- **Work to complete**
Report only the number of lines in the items below that contain the string "vent".

- **Rows**
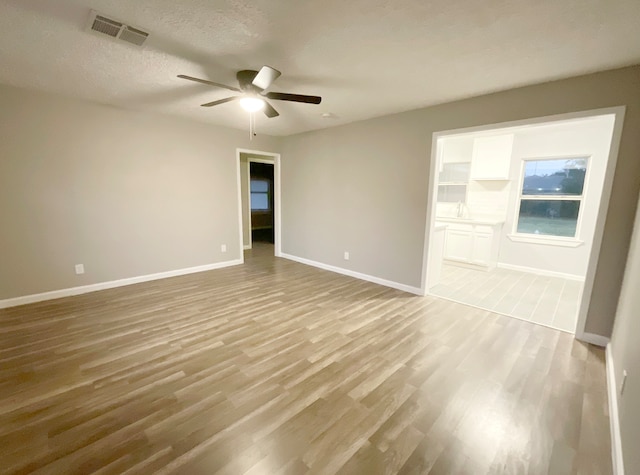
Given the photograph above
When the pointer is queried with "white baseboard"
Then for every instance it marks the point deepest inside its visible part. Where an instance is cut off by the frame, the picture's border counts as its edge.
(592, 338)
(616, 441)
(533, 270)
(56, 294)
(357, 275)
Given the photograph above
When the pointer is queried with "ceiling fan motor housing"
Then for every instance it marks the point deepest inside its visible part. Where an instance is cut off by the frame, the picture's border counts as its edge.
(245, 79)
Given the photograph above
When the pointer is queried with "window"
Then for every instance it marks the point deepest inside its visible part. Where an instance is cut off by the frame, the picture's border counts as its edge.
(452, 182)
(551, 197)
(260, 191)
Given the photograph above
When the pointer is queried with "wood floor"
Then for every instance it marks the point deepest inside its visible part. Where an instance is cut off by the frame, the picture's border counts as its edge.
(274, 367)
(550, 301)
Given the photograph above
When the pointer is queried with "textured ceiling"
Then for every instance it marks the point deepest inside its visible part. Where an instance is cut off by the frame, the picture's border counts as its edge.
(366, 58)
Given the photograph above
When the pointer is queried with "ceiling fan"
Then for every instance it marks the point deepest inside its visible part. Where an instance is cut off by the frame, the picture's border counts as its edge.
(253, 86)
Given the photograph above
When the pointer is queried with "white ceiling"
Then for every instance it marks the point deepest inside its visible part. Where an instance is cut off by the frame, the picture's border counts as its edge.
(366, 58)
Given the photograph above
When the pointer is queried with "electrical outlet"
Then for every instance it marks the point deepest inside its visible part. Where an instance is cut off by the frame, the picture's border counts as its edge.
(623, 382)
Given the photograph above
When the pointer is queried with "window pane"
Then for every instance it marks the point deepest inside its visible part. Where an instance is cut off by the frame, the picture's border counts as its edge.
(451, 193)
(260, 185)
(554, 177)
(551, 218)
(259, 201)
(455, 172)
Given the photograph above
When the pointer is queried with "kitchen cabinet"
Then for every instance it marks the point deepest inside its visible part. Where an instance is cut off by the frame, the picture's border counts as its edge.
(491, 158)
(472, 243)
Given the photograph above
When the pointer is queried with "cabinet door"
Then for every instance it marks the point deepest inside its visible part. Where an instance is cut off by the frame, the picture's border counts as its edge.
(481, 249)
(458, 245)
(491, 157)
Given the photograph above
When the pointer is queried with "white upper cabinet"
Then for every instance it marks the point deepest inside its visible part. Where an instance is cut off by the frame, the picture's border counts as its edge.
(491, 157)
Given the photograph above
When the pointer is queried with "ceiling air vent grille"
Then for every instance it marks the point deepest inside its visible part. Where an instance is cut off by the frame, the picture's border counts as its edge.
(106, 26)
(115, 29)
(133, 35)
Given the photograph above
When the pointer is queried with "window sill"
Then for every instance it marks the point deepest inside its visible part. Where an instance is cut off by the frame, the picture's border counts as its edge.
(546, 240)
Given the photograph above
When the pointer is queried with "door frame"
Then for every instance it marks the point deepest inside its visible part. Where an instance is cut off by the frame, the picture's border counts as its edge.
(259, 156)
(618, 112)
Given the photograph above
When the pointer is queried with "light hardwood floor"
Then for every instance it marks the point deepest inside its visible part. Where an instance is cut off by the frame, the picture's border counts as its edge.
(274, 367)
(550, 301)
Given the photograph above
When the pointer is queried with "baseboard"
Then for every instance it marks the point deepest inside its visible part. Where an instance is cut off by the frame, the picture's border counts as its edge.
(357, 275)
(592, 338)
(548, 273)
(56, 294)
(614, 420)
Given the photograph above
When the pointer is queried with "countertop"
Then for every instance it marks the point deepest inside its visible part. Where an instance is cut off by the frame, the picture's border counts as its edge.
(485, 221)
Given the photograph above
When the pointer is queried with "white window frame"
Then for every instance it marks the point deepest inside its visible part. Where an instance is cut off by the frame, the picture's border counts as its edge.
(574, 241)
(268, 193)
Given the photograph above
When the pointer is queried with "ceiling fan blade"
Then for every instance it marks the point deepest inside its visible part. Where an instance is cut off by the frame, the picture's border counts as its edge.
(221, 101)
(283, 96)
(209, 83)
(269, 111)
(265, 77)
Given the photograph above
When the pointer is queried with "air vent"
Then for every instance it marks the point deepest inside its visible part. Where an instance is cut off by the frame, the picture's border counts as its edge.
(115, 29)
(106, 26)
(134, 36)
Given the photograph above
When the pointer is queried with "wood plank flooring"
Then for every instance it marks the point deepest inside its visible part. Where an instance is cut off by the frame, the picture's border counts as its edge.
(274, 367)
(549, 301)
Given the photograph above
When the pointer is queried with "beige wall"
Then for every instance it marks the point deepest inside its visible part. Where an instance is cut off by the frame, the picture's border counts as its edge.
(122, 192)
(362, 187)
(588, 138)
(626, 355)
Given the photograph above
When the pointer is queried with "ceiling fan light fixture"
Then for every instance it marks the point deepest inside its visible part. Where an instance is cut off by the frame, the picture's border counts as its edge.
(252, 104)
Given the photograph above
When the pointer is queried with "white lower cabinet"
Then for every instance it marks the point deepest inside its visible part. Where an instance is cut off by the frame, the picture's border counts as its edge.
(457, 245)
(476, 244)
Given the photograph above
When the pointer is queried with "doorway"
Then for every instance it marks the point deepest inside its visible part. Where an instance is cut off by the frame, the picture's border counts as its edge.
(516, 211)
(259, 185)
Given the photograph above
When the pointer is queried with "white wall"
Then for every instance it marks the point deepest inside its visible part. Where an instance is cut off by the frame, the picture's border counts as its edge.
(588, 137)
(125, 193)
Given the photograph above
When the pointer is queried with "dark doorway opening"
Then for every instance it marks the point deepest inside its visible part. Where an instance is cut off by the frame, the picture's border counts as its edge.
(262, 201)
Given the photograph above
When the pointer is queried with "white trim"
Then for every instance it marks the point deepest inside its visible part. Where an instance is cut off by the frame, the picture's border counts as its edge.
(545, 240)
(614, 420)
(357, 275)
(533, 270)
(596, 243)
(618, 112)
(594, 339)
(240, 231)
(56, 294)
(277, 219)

...

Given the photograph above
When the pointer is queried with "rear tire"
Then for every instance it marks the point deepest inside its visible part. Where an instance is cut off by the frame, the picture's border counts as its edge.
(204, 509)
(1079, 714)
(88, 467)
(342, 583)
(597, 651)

==

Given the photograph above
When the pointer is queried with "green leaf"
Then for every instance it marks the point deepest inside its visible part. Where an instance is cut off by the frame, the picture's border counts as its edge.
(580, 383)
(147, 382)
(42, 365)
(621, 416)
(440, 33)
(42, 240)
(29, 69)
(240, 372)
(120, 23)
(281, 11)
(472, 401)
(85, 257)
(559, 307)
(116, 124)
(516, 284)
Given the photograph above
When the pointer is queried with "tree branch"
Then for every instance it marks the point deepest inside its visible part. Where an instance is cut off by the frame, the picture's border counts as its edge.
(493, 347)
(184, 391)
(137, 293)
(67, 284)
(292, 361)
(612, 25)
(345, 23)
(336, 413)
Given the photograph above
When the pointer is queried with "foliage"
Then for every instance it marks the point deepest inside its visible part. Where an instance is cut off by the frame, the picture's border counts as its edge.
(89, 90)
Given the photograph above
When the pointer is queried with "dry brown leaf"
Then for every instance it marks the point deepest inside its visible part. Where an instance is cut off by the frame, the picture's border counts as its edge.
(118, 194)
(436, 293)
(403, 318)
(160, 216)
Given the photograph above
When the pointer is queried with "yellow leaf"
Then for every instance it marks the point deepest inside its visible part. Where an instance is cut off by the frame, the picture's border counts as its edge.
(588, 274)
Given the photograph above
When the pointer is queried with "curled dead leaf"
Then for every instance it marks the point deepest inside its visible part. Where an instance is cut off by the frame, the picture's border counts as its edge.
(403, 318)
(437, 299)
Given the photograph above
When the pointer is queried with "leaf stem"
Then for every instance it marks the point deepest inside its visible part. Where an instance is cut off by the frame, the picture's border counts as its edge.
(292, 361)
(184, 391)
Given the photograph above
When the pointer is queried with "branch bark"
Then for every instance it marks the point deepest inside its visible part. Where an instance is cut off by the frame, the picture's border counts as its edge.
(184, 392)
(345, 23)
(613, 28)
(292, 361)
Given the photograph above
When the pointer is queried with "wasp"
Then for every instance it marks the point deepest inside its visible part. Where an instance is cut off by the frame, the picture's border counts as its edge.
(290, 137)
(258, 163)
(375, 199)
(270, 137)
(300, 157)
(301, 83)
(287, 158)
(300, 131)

- **Expected output**
2